Vorliegender Text:
····················

Vor 30 Jahren: Unfall mit Totalschaden am AKW Gundremmingen Block A
Pressetext verfasst von EUROPATICKER am So, 2007-01-14 19:20.Manipulative PR-Arbeit der RWE AG (Essen), nennt es Raimund Kamm, der Vorsitzende des "FORUM Gemeinsam gegen das Zwischenlager und für eine verantwortbare Energiepolitik e.V." und meint den schwere Unfall, der vor 30 Jahren den Betrieb von Deutschlands erstem Großkernkraftwerk beendet hat. Dieses dramatische Ereignis sei nicht im öffentlichen Bewußtsein unseres Landes verankert, meldet das Magazin EUROPATICKER Umweltruf.
Am 13. Januar 1977 kam es um 18:44 in der nach Meitingen führenden 220-Kilovolt-Leitung durch Raureifbildung und kältebedingten Isolatorenbruch zum Kurzschluss. Damit stand nur noch eine 220-kV-Leitung, die nach Vöhringen führt, zum Abtransport des mit 237 Megawatt elektrischer Nettoleistung im Gundremminger Block A erzeugten Stroms zur Verfügung. Um 21.17 hatte aus gleichen Gründen auch diese Hochspannungsleitung Kurzschluss.
Die Turbinen des AKWs und die Dampferzeugung im Reaktor hätten jetzt soweit automatisch gedrosselt werden müssen, daß nur noch elektrischer Strom für den Eigenverbrauch – etwa 15 Megawatt – produziert worden wären. Aber die Regelung funktionierte fehlerhaft. Ein Relais hing, so daß ein Absperrschieber vor der Turbine erst nicht öffnete. Der Reaktor mußte schnell abgeschaltet werden, was – Gott sei Dank ! – auch in Sekunden gelang.

····················

Datenauszug:

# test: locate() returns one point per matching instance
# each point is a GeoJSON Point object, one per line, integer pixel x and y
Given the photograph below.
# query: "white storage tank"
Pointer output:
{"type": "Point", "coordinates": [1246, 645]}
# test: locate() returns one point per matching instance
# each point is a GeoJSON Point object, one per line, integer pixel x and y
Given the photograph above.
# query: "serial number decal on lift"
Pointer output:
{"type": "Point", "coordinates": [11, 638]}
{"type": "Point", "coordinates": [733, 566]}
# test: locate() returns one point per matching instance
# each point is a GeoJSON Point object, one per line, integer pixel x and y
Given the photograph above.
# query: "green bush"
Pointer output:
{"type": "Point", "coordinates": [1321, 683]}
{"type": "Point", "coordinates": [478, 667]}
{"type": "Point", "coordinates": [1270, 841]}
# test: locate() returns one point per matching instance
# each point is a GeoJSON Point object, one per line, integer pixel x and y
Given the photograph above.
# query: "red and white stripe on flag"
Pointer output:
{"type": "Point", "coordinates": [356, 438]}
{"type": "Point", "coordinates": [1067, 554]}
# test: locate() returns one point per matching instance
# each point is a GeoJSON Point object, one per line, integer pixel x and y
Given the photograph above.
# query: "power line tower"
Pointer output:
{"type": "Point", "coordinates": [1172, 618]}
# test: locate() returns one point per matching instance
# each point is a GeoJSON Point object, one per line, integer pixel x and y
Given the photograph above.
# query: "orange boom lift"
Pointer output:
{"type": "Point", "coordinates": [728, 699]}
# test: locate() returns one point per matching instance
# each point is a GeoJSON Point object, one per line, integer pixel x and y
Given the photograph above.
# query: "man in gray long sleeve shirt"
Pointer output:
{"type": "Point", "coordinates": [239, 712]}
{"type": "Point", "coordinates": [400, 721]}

····················

Zitieren Sie aus dem Text über den Unfall im AKW Gundremmingen wörtlich alles ab „Am 13. Januar“ bis einschließlich „diese Hochspannungsleitung Kurzschluss.“.

Lösung:
Am 13. Januar 1977 kam es um 18:44 in der nach Meitingen führenden 220-Kilovolt-Leitung durch Raureifbildung und kältebedingten Isolatorenbruch zum Kurzschluss. Damit stand nur noch eine 220-kV-Leitung, die nach Vöhringen führt, zum Abtransport des mit 237 Megawatt elektrischer Nettoleistung im Gundremminger Block A erzeugten Stroms zur Verfügung. Um 21.17 hatte aus gleichen Gründen auch diese Hochspannungsleitung Kurzschluss.